* **Work required**
Write out every line below with no difference at all.

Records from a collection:

• • • • • • •

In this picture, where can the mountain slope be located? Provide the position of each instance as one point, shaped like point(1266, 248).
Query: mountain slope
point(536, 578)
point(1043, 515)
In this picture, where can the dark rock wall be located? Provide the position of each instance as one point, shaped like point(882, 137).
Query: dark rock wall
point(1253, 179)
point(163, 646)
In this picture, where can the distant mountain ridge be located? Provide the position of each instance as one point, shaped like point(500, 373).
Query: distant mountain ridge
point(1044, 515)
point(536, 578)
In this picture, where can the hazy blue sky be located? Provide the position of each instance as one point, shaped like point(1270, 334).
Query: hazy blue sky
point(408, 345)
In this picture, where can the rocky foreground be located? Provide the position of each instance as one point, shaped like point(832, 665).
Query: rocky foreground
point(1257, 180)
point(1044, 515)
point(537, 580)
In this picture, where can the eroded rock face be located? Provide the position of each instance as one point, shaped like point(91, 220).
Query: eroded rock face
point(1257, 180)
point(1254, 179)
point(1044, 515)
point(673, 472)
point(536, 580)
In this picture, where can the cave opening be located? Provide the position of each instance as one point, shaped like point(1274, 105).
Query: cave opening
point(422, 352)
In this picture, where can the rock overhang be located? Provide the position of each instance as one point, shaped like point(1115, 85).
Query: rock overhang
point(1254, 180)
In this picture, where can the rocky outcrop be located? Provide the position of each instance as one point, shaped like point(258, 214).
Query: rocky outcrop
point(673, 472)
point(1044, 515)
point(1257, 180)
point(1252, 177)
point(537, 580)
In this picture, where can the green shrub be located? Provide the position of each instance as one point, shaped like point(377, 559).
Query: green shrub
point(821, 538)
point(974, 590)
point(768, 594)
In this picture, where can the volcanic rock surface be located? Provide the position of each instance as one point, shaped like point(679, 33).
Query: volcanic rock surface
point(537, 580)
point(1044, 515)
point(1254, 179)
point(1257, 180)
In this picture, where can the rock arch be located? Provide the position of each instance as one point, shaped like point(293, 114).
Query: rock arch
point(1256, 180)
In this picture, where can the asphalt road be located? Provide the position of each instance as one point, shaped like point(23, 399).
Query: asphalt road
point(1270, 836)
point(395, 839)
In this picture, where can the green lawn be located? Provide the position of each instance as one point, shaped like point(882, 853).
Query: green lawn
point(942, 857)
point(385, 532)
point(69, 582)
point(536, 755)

• • • • • • •

* **Written solution**
In this picture, where can the mountain slope be located? Provide the position of each instance as one point, shaped like point(1266, 248).
Query: mountain slope
point(536, 578)
point(1043, 515)
In this picture, where can the dark rock wall be located? Provide the position of each instance as one point, shaped like point(882, 137).
Query: dark rock wall
point(1253, 179)
point(163, 646)
In this picture, where can the distant mountain ridge be located? Provide the position of each instance as one point, shaped like point(500, 373).
Query: distant mountain ridge
point(1044, 515)
point(536, 578)
In this picture, where can the hazy blue sky be located? Provide the position of each instance as one point, shaped like point(1270, 334).
Query: hazy blue sky
point(408, 345)
In this picture, where can the rocky foreground be located? Provide the position of each instance as one point, shaped like point(832, 665).
Query: rocky foreground
point(1257, 180)
point(1044, 515)
point(537, 580)
In this picture, where can the eroded rock face be located? Provide the position of each instance as one point, shaped like point(91, 220).
Query: eroded rock face
point(1257, 180)
point(1254, 179)
point(1044, 515)
point(673, 472)
point(536, 580)
In this picture, where can the cave opening be located? Provide the position of each instance as one point, shaped like point(1274, 105).
Query: cave opening
point(422, 352)
In this picture, where can the rock overhang be located? Provide the position of each instance as one point, shaped like point(1115, 85).
Query: rock overhang
point(1254, 180)
In this picture, where can the rocky outcrop be located? Provide the position of each instance as one point, shaped like point(258, 214).
Query: rocky outcrop
point(673, 472)
point(1044, 515)
point(1257, 180)
point(1252, 177)
point(537, 580)
In this picture, where can the green shrub be located? Provide the position of each instance as one point, shaped like point(377, 559).
Query: green shrub
point(821, 538)
point(974, 590)
point(768, 594)
In this picture, where can the volcanic rock surface be located? Provide the position of each instance as one point, shaped like point(679, 33).
Query: volcanic rock surface
point(537, 580)
point(1044, 515)
point(1254, 179)
point(1257, 180)
In this picture, where can the rock arch be located? Provide the position of each instance as one point, shaped like point(293, 114).
Query: rock arch
point(1256, 180)
In this picture, where can the asphalt road be located? Provide the position of each instance as one point, shaped like point(23, 399).
Query: asphalt road
point(1270, 836)
point(395, 839)
In this picture, where can the green lawn be located? Provide the position of each instance as one point, shaped like point(882, 853).
Query: green lawn
point(942, 857)
point(385, 532)
point(69, 582)
point(536, 755)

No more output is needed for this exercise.